(WORK INSTRUCTIONS): According to the wild blueberries text, where are wild blueberries grown as a commercial crop?

(TEXT PASSAGE Opens)

Why Wild Plants Prevent Cancer-Are plants our greatest weapon against cancer? Find out why certain wild plants have such powerful health properties. Try the following 3 fruits, all of which pack a powerful punch of phytochemicals along with excellent taste. Blueberries have long been dubbed a “superfood,” touted for their powerful antioxidants. The pigment in blueberry skin is considered a chemical warrior against heart disease and cancer.

Cancer Fighter Wild Blueberries

Why wild blueberries are so much more powerful than regular blueberries: Dr. Oz showed us an animation of how wild blueberries are exposed to all the elements, the crazy weather, the sun beating down them, sometimes it gets cold and then there are the pests. Inside the cells the plant is releasing chemicals, powerful chemicals, these are the ones that protect us from cancer. When we pick the blueberry and put it in our mouth that little chemical gets into our blood stream.

Wild blueberries are one of only three berry fruits that are native to North America – it is a true all-American fruit. The intensely pigmented wild blueberries are actually a commercial crop, grown in the state of Maine and in maritime provinces of eastern Canada, like Nova Scotia, Prince Edwards Island and New Brunswick. These wild blueberries are tended in open fields with only moderate grower inputs, and they are not deliberately planted; they have naturally colonized their fields.

Benefits Of Wild Blueberries

Mary Ann Lila says wild blueberries have superb antioxidant capacity, and have demonstrated a remarkable ability to lower blood glucose levels for diabetics. A diet including wild blueberries has been linked to improved motor skills and reverses the short-term memory loss associated with the human aging process.

As a cancer-fighting wild fruit, the interactions between natural phytochemicals in these densely packed little berries have been shown to inhibit each stage of the carcinogenesis process – the initiation, promotion and progression stages – delivering true multifaceted protection. The berries are smaller than cultivated varieties, and can only be found in the frozen foods section of the supermarket. Since they are sorted, cleaned, and frozen immediately after harvest, they can easily be poured out of the bag and used anytime. Pour a half-cup into a bowl and cover it with steaming hot oatmeal for breakfast every morning – it takes only minutes and provides a satisfying phytochemical punch of protection that lasts all day long.

(TEXT PASSAGE Closes)
(INFORMATION SUPPLIED Opens)

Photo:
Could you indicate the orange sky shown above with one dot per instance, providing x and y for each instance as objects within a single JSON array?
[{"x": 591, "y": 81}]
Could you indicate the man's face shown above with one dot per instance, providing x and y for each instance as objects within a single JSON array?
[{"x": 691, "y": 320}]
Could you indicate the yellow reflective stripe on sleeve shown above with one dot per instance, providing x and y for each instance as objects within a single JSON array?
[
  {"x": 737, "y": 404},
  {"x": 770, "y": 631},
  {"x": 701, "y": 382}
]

(INFORMATION SUPPLIED Closes)
(INFORMATION SUPPLIED Opens)

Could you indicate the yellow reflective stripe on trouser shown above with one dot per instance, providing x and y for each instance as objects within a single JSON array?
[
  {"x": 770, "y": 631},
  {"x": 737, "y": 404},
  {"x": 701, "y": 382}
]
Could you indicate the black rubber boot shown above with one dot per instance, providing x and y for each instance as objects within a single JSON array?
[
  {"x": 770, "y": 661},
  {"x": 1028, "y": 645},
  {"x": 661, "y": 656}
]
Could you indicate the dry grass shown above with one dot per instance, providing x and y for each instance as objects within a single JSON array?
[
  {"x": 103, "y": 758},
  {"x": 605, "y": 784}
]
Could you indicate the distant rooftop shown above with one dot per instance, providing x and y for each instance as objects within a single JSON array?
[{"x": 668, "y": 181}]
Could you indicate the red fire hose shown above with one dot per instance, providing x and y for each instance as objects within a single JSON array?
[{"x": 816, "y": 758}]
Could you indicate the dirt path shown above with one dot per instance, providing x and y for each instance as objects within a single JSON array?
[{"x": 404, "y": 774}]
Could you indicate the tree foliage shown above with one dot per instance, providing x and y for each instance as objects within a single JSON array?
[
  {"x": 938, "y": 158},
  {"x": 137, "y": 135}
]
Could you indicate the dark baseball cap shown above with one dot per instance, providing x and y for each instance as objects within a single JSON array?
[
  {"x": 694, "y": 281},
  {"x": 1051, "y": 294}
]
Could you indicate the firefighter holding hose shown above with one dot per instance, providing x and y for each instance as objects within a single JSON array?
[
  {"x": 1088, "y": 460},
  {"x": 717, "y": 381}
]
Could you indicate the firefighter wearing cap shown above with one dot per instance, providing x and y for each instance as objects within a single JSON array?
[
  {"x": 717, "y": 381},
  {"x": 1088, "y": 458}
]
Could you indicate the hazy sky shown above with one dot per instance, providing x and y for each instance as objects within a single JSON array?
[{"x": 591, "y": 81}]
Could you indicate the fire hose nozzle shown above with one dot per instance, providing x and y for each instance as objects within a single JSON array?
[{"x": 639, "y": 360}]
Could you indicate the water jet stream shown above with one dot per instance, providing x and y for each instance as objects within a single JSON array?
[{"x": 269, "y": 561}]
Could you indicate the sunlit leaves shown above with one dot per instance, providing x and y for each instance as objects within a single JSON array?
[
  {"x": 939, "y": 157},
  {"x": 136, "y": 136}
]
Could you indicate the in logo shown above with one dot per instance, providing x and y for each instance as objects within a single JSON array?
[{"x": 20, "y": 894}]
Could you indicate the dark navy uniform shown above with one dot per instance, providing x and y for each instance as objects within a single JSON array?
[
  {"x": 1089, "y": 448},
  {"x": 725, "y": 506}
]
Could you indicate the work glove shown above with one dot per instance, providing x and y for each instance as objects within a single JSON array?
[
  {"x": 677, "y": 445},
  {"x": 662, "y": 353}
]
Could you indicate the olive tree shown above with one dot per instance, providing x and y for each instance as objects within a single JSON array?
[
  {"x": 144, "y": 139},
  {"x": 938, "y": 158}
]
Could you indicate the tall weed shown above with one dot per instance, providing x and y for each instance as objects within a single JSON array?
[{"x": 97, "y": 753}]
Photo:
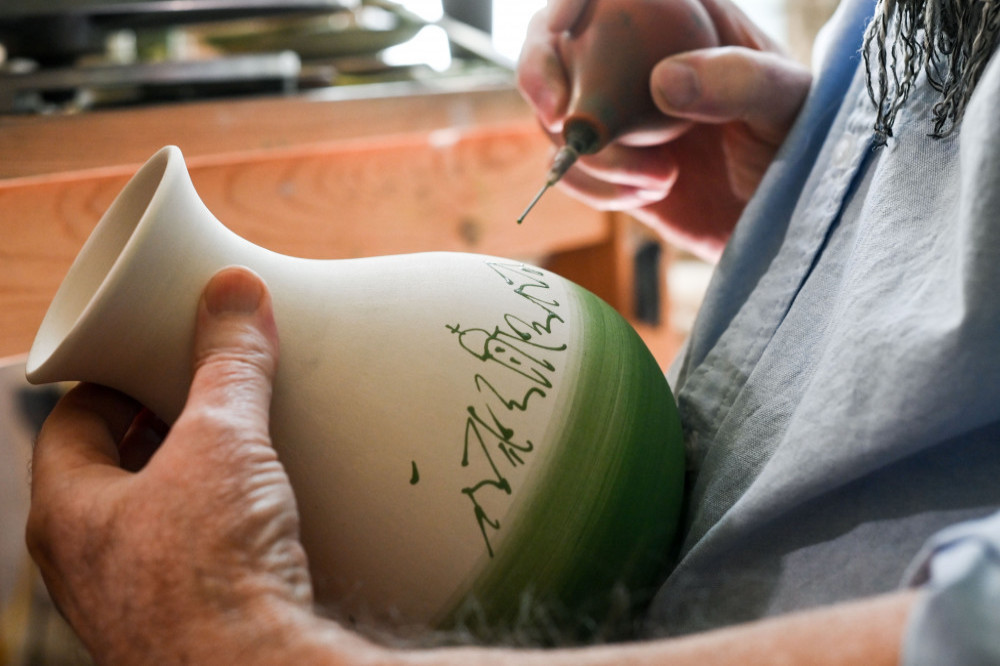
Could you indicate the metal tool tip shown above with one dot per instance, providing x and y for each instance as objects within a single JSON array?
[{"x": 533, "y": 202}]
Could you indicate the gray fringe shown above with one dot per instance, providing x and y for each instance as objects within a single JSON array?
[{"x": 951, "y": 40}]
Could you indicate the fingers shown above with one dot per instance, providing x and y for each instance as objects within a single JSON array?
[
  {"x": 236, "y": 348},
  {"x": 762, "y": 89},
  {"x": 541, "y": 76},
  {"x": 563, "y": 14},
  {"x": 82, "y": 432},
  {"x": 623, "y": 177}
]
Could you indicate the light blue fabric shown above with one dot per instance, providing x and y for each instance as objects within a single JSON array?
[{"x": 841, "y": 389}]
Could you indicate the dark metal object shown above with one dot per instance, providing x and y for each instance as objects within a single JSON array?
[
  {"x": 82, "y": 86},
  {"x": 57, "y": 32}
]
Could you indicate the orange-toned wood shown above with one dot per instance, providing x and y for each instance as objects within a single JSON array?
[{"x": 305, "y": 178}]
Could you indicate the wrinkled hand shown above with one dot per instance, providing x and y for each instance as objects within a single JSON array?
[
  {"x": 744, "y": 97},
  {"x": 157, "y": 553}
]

(INFORMATION SUPPLIED Closes)

(WRITTEN ANSWER): In the state of Maine and in the maritime provinces of eastern Canada, such as Nova Scotia, Prince Edwards Island and New Brunswick.